Brano da leggere:
■ ■ ■ ■ ■ ■ ■

Adesso ecco Martini, che non diventò mai Papa – anche se in molti l’avrebbero voluto – e che nell’Italia del terrorismo e di Tangentopoli, dei conflitti sociali e della violenza assurge al ruolo di defensor civitatis, lui che agli inizi degli Anni ’80 fu “sottratto” da papa Wojtyla agli amati studi biblici per guidare una delle diocesi più vaste e complesse d’Europa, sentinella di un Paese in rapido mutamento.
«C’è tutto di me in questo film, è come essere debitori di una chiamata», riflette Olmi, che racconta il rapporto d’amicizia con il cardinale che incontrò nel 1980, all’inizio del ministero episcopale a Milano: «Ora capisco la simpatia che suscitava. Ricordo come mi mise in imbarazzo per come ascoltava me che ero una riserva».
Tra immagini di repertorio, musica classica e la voce di Olmi, si tratteggia l’affresco di Martini definito da Marco Garzonio, coautore del documentario, un «Padre della Chiesa capace di assicurare alla cristianità la presenza continua del fuoco dello Spirito». Ma si tratteggia anche – attraverso espedienti stilistici davvero efficaci – l’affresco dell’Italia, i travagli della Chiesa, il dibattito sul profitto e i diritti dei lavoratori, l’ascolto in silenzio della Parola che Martini insegnò a migliaia di persone, soprattutto giovani, con il metodo della lectio divina in Duomo.

■ ■ ■ ■ ■ ■ ■

Richiesta a: Ricopia il brano su Martini qui sopra partendo da "Adesso ecco Martini, che" e terminando con "in rapido mutamento.".

Dati disponibili:
■ ■ ■ ■ ■ ■ ■

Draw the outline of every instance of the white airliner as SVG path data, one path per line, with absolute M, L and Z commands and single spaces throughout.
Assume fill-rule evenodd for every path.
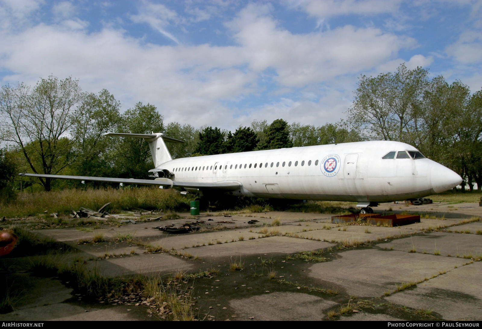
M 201 196 L 227 193 L 261 198 L 351 201 L 362 213 L 379 202 L 440 193 L 462 179 L 408 144 L 387 140 L 344 143 L 173 160 L 160 133 L 109 133 L 149 143 L 154 179 L 22 173 L 82 181 L 159 185 Z

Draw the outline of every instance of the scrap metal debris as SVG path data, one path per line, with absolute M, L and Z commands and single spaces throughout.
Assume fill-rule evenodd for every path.
M 166 225 L 162 227 L 158 226 L 153 228 L 157 228 L 160 231 L 162 231 L 165 233 L 170 233 L 171 234 L 182 234 L 183 233 L 189 233 L 189 232 L 195 232 L 199 230 L 201 228 L 199 226 L 192 226 L 190 224 L 185 224 L 179 228 L 173 227 L 174 225 Z

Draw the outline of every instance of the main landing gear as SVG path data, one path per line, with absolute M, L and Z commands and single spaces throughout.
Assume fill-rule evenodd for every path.
M 362 207 L 360 210 L 360 214 L 373 214 L 372 207 L 377 207 L 378 205 L 378 202 L 370 201 L 359 202 L 357 204 L 357 207 Z
M 360 214 L 373 214 L 373 209 L 370 207 L 363 207 L 360 211 Z

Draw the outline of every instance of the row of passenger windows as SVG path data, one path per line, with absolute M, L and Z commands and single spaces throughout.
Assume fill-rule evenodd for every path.
M 318 162 L 319 162 L 318 160 L 316 160 L 315 161 L 315 165 L 318 165 Z M 303 161 L 301 161 L 301 163 L 300 164 L 301 164 L 301 165 L 302 166 L 305 165 L 305 160 L 303 160 Z M 306 164 L 308 165 L 311 165 L 311 160 L 308 160 L 308 162 L 307 163 L 306 163 Z M 269 165 L 269 167 L 270 168 L 272 168 L 273 166 L 275 165 L 275 163 L 274 162 L 272 162 L 272 163 L 271 163 L 271 164 L 268 164 L 268 163 L 267 162 L 264 164 L 264 167 L 265 168 L 267 168 L 268 166 L 268 164 Z M 286 166 L 287 165 L 287 164 L 286 164 L 286 162 L 285 161 L 283 161 L 281 163 L 280 163 L 280 162 L 277 162 L 276 164 L 276 167 L 279 167 L 280 165 L 280 164 L 281 164 L 281 167 L 284 167 L 284 166 Z M 288 167 L 291 167 L 291 165 L 292 165 L 292 164 L 293 164 L 294 165 L 294 166 L 295 166 L 295 167 L 297 166 L 298 166 L 298 161 L 295 161 L 294 164 L 293 164 L 291 161 L 290 161 L 287 164 L 287 165 L 288 165 Z M 241 169 L 242 168 L 251 168 L 252 167 L 254 167 L 254 168 L 256 168 L 256 167 L 262 168 L 263 167 L 263 163 L 262 162 L 262 163 L 260 163 L 259 165 L 257 163 L 255 163 L 254 164 L 244 164 L 244 166 L 242 164 L 240 164 L 239 165 L 238 164 L 234 164 L 234 165 L 230 164 L 229 165 L 229 169 L 233 169 L 233 165 L 234 166 L 234 168 L 235 169 Z M 217 165 L 214 165 L 214 170 L 217 170 L 218 169 L 218 166 Z M 219 165 L 219 169 L 222 169 L 222 165 L 220 164 Z M 225 164 L 224 165 L 224 169 L 226 170 L 227 169 L 228 169 L 228 164 Z M 202 168 L 201 168 L 201 166 L 199 166 L 199 167 L 197 167 L 197 166 L 196 166 L 196 167 L 192 167 L 192 168 L 190 167 L 185 167 L 184 168 L 179 168 L 179 167 L 178 167 L 178 168 L 174 168 L 173 169 L 173 171 L 174 171 L 174 172 L 177 172 L 177 171 L 200 171 L 200 170 L 213 170 L 213 166 L 212 165 L 210 166 L 209 166 L 209 165 L 207 165 L 207 166 L 202 166 Z
M 395 154 L 397 153 L 397 159 L 423 159 L 425 157 L 418 151 L 408 151 L 409 156 L 405 151 L 390 151 L 382 157 L 382 159 L 395 159 Z M 411 158 L 410 157 L 412 157 Z

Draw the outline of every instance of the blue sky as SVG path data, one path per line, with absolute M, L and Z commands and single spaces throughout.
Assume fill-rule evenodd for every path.
M 166 123 L 335 122 L 402 63 L 481 90 L 482 1 L 0 0 L 2 85 L 71 76 Z

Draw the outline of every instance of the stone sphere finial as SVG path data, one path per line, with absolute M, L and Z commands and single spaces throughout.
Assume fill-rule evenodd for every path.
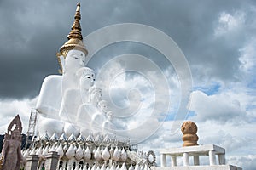
M 191 121 L 184 122 L 181 127 L 181 131 L 183 133 L 183 140 L 184 143 L 183 146 L 198 145 L 197 126 L 195 122 Z

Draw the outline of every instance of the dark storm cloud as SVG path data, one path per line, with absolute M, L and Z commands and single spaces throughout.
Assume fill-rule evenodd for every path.
M 246 12 L 251 1 L 82 1 L 83 36 L 116 23 L 134 22 L 158 28 L 177 43 L 191 68 L 207 66 L 207 76 L 234 79 L 239 51 L 246 38 L 241 31 L 213 39 L 221 12 Z M 44 76 L 57 74 L 55 53 L 67 41 L 76 2 L 0 2 L 0 96 L 32 98 Z M 247 22 L 252 20 L 246 15 Z M 247 23 L 249 25 L 249 23 Z M 230 41 L 232 43 L 230 43 Z M 195 69 L 196 70 L 196 69 Z M 192 70 L 193 71 L 193 70 Z M 193 71 L 195 76 L 201 74 Z M 201 73 L 206 76 L 205 73 Z

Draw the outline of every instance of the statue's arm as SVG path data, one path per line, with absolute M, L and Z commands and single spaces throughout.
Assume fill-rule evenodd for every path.
M 2 156 L 3 156 L 3 165 L 4 165 L 5 163 L 5 158 L 6 158 L 6 154 L 8 152 L 9 150 L 9 141 L 5 139 L 3 145 L 3 151 L 2 151 Z
M 17 156 L 18 156 L 18 160 L 17 160 L 17 166 L 20 166 L 20 162 L 23 159 L 23 156 L 21 155 L 21 147 L 20 147 L 20 144 L 19 144 L 18 148 L 17 148 Z

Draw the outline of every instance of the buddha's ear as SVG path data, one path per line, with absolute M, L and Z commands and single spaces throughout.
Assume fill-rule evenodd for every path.
M 61 60 L 61 63 L 62 73 L 65 73 L 65 59 L 64 59 L 64 56 L 61 55 L 59 58 L 60 58 L 60 60 Z
M 84 68 L 85 68 L 85 67 L 79 68 L 79 69 L 76 71 L 76 76 L 77 76 L 78 77 L 81 77 L 81 76 L 82 76 L 82 74 L 83 74 L 83 72 L 84 72 Z

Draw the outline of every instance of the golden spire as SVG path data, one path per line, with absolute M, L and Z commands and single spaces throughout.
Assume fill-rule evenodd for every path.
M 80 50 L 84 52 L 85 55 L 87 55 L 88 54 L 88 51 L 85 48 L 85 45 L 83 42 L 83 36 L 81 33 L 82 29 L 80 26 L 80 19 L 81 19 L 80 3 L 78 3 L 77 4 L 77 9 L 76 9 L 74 19 L 75 20 L 71 27 L 71 31 L 67 36 L 68 41 L 66 43 L 64 43 L 64 45 L 62 45 L 62 47 L 60 48 L 60 53 L 57 54 L 58 61 L 61 70 L 62 70 L 62 65 L 60 60 L 61 55 L 63 55 L 64 58 L 66 58 L 67 52 L 71 49 Z

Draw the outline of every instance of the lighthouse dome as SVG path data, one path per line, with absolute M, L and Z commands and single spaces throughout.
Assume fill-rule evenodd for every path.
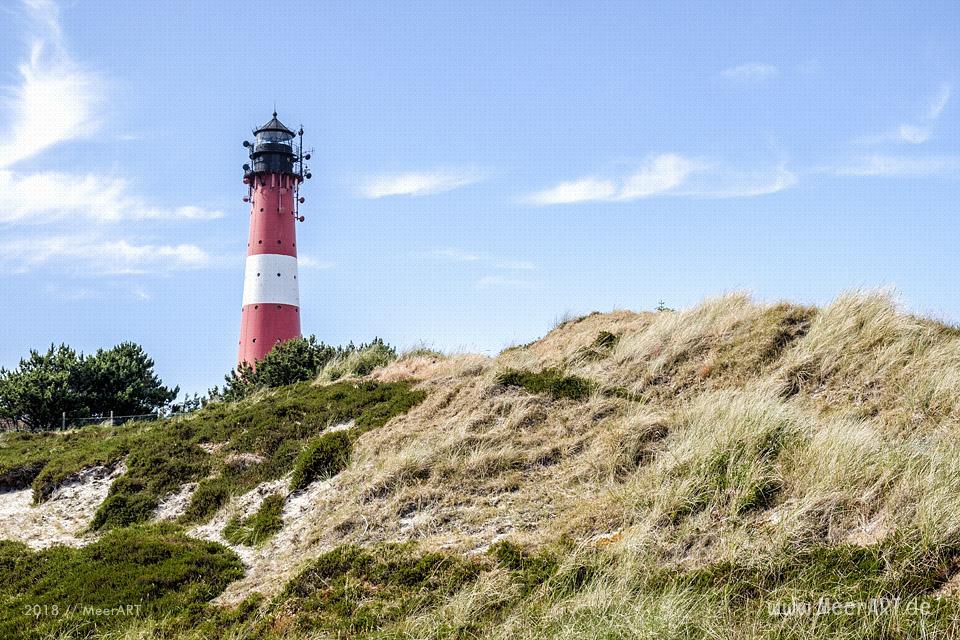
M 257 136 L 257 142 L 289 142 L 295 135 L 293 131 L 287 128 L 285 124 L 277 119 L 277 112 L 273 112 L 273 118 L 253 132 Z

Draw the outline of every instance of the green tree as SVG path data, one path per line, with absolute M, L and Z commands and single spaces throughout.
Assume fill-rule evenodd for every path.
M 92 356 L 64 344 L 31 351 L 13 371 L 0 369 L 0 417 L 48 429 L 60 425 L 63 413 L 74 420 L 153 412 L 179 393 L 163 386 L 153 366 L 132 342 Z
M 99 349 L 83 361 L 84 396 L 96 415 L 136 415 L 166 407 L 179 387 L 163 386 L 153 371 L 153 360 L 138 344 L 122 342 Z
M 83 356 L 67 345 L 31 350 L 15 370 L 0 369 L 0 415 L 29 429 L 58 426 L 64 412 L 89 415 L 84 377 Z

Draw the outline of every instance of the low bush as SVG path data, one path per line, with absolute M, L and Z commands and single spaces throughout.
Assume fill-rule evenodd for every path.
M 351 347 L 353 345 L 350 345 Z M 380 338 L 356 349 L 348 349 L 328 362 L 320 371 L 322 380 L 334 381 L 346 376 L 365 376 L 377 367 L 397 358 L 397 350 Z
M 483 567 L 456 554 L 418 553 L 412 544 L 338 547 L 287 584 L 277 611 L 295 611 L 300 632 L 357 637 L 442 604 Z
M 556 368 L 541 371 L 507 369 L 497 376 L 497 382 L 508 387 L 521 387 L 530 393 L 548 393 L 558 400 L 583 400 L 595 386 L 585 378 L 568 376 Z
M 230 500 L 230 485 L 223 478 L 205 478 L 197 485 L 181 522 L 204 522 Z
M 101 637 L 149 616 L 186 621 L 242 575 L 232 551 L 170 525 L 117 529 L 79 549 L 0 542 L 0 637 Z
M 284 497 L 278 493 L 267 496 L 252 516 L 234 516 L 223 528 L 223 537 L 230 544 L 256 546 L 263 544 L 283 528 Z
M 353 437 L 347 431 L 325 433 L 304 449 L 293 465 L 290 491 L 298 491 L 314 480 L 326 480 L 340 473 L 350 462 Z
M 141 440 L 127 459 L 127 472 L 110 486 L 90 526 L 97 530 L 144 522 L 160 498 L 209 471 L 210 454 L 175 433 Z

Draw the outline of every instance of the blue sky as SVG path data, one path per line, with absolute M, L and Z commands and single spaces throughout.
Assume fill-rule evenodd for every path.
M 234 364 L 240 142 L 314 148 L 305 333 L 485 352 L 567 313 L 894 287 L 960 321 L 960 5 L 0 7 L 0 366 Z

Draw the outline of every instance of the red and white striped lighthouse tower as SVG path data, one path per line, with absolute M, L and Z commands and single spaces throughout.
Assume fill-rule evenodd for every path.
M 251 206 L 238 362 L 255 367 L 274 345 L 300 336 L 296 223 L 303 221 L 299 188 L 310 177 L 303 164 L 310 154 L 303 153 L 303 129 L 297 144 L 276 112 L 253 133 L 255 141 L 243 143 L 251 161 L 243 165 L 244 201 Z

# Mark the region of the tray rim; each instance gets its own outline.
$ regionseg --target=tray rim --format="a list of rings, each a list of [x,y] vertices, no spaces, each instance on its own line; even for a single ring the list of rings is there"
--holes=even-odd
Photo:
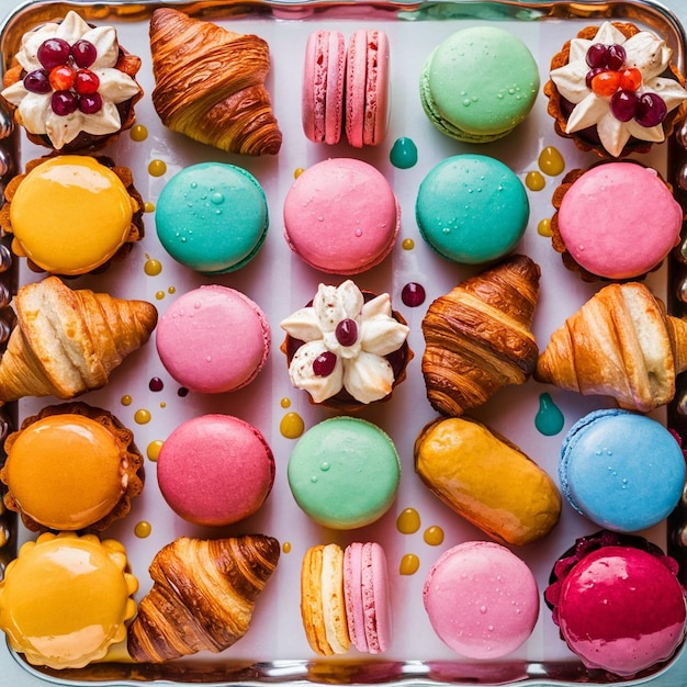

■ ■ ■ ■ ■ ■ ■

Richiesta b: Mostra, senza modifiche, tutte le righe dell'elenco qui sopra in cui compare la stringa "tray".

Soluzione svolta a:
Adesso ecco Martini, che non diventò mai Papa – anche se in molti l’avrebbero voluto – e che nell’Italia del terrorismo e di Tangentopoli, dei conflitti sociali e della violenza assurge al ruolo di defensor civitatis, lui che agli inizi degli Anni ’80 fu “sottratto” da papa Wojtyla agli amati studi biblici per guidare una delle diocesi più vaste e complesse d’Europa, sentinella di un Paese in rapido mutamento.

Soluzione svolta b:
# Mark the region of the tray rim; each instance gets its own outline.
$ regionseg --target=tray rim --format="a list of rings, each a list of [x,y] vertices, no spaces, each instance on its own line; even for a single ring the list of rings is there"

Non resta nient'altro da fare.